* PROVIDED MATERIAL *
........

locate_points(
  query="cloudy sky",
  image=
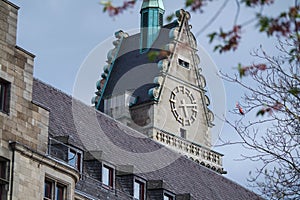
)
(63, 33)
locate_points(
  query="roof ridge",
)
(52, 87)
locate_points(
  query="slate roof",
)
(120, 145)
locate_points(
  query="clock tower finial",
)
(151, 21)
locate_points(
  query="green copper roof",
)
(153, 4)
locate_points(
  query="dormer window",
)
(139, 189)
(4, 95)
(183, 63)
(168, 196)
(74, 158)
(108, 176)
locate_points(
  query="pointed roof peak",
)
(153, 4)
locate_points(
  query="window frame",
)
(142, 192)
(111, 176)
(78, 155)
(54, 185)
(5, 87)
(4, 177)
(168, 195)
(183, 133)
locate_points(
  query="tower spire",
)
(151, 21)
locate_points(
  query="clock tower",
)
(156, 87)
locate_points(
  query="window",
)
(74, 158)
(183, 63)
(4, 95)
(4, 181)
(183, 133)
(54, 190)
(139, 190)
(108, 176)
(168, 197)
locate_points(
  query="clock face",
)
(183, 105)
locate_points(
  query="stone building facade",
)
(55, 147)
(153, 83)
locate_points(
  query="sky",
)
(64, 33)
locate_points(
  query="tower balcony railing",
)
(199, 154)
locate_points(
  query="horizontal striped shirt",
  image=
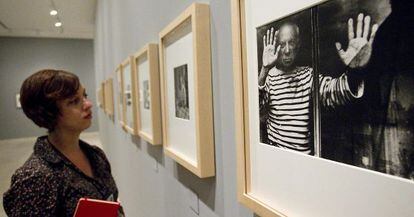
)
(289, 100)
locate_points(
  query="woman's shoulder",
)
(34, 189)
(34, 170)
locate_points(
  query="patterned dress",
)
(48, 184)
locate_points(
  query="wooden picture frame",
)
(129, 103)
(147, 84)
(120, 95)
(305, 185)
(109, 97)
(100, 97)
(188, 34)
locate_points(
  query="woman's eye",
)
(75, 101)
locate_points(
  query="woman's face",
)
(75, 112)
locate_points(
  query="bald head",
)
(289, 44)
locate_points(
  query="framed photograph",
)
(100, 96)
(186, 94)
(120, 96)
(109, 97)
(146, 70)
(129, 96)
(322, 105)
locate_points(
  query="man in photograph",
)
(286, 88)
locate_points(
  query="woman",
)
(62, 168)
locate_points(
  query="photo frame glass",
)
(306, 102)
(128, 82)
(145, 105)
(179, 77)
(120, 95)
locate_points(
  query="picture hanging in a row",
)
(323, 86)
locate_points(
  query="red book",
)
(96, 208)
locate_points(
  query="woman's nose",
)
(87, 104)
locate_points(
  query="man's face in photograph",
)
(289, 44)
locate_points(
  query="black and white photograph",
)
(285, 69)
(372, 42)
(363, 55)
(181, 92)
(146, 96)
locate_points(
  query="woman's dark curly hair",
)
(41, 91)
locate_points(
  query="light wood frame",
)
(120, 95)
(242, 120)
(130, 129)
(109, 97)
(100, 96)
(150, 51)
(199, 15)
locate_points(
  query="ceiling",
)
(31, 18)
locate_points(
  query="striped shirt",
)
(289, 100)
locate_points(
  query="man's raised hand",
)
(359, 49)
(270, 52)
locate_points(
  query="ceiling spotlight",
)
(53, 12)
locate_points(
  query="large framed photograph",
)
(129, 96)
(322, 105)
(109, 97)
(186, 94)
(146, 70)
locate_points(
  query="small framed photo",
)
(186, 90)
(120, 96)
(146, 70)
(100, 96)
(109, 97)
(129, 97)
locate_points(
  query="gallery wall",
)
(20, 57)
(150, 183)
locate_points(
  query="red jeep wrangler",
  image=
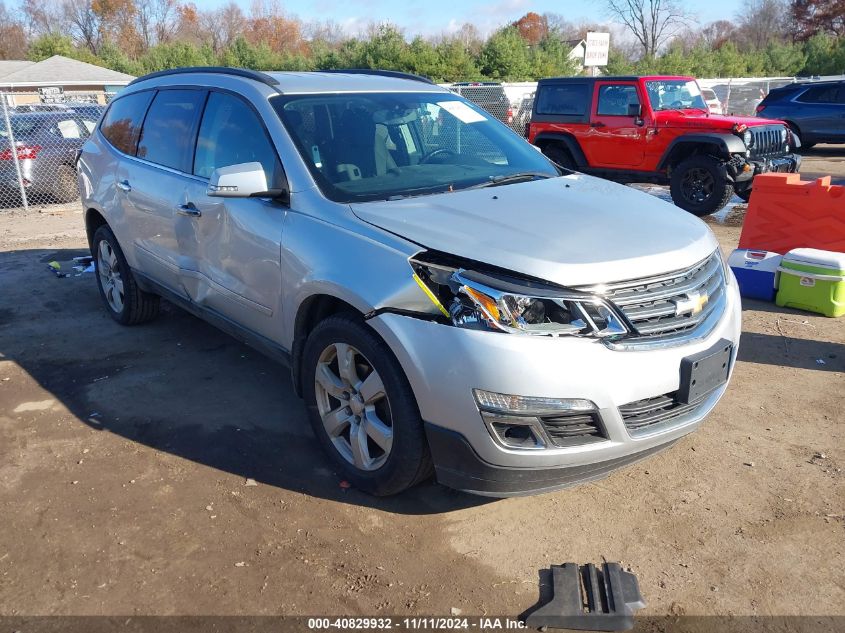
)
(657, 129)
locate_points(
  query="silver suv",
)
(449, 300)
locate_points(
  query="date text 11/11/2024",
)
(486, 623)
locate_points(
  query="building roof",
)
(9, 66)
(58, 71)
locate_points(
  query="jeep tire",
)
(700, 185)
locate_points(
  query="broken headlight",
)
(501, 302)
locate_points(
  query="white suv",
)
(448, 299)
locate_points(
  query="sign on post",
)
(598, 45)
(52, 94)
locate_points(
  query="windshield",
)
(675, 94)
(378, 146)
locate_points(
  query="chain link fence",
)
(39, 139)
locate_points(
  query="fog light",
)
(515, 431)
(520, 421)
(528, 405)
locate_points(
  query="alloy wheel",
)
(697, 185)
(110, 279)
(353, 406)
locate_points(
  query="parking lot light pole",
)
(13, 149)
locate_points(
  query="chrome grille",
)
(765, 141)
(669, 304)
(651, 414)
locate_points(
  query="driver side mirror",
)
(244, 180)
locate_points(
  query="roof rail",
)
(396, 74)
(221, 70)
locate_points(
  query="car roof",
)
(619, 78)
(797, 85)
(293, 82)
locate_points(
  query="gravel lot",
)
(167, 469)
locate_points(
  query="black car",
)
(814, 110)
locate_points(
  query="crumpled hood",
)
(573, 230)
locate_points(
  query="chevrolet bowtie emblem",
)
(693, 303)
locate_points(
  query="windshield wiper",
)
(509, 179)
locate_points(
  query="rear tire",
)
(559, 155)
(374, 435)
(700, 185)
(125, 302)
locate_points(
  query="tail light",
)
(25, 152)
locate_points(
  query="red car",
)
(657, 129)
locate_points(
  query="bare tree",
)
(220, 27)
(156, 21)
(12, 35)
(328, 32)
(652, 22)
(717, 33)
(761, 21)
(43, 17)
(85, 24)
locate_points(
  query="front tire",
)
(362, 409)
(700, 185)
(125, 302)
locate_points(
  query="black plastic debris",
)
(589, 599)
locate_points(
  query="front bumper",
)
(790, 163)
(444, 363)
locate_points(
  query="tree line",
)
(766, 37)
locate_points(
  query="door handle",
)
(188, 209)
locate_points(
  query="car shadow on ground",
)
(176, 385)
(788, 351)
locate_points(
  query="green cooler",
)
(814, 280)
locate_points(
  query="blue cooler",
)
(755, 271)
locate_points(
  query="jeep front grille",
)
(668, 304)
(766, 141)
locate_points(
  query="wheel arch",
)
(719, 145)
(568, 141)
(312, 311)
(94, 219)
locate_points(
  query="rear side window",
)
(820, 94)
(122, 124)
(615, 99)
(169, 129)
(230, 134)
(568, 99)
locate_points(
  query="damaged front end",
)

........

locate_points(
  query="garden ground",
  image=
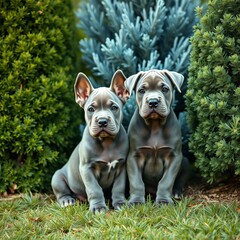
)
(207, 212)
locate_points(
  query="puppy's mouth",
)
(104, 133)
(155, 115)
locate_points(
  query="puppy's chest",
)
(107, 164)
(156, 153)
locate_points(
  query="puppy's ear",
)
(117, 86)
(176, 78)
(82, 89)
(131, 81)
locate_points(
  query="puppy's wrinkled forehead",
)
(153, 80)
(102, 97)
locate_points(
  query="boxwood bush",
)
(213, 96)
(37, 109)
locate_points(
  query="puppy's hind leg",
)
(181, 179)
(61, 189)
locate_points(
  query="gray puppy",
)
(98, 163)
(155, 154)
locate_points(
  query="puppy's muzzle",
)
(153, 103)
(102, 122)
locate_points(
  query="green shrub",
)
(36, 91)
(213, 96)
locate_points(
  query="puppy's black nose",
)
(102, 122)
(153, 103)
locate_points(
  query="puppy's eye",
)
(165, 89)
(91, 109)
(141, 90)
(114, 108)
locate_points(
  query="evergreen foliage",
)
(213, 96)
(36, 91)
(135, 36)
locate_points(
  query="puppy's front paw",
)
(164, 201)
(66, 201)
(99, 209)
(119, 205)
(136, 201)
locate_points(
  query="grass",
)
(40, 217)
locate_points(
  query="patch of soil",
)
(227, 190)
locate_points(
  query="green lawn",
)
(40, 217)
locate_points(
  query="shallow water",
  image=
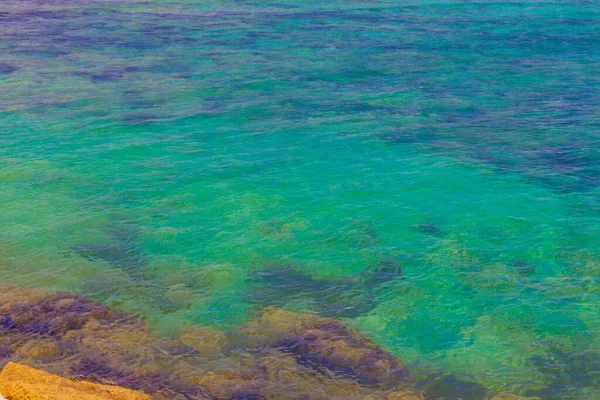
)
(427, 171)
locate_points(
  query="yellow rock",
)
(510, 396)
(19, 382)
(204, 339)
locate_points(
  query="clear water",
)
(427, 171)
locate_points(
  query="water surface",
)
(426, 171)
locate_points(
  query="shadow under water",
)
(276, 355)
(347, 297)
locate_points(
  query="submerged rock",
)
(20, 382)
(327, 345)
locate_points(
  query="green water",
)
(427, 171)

........

* EXERCISE DESCRIPTION *
Find every line in the listing that contains the word "cooler" and copy each one out.

* RESULT *
  query="green cooler",
  query="blue cooler",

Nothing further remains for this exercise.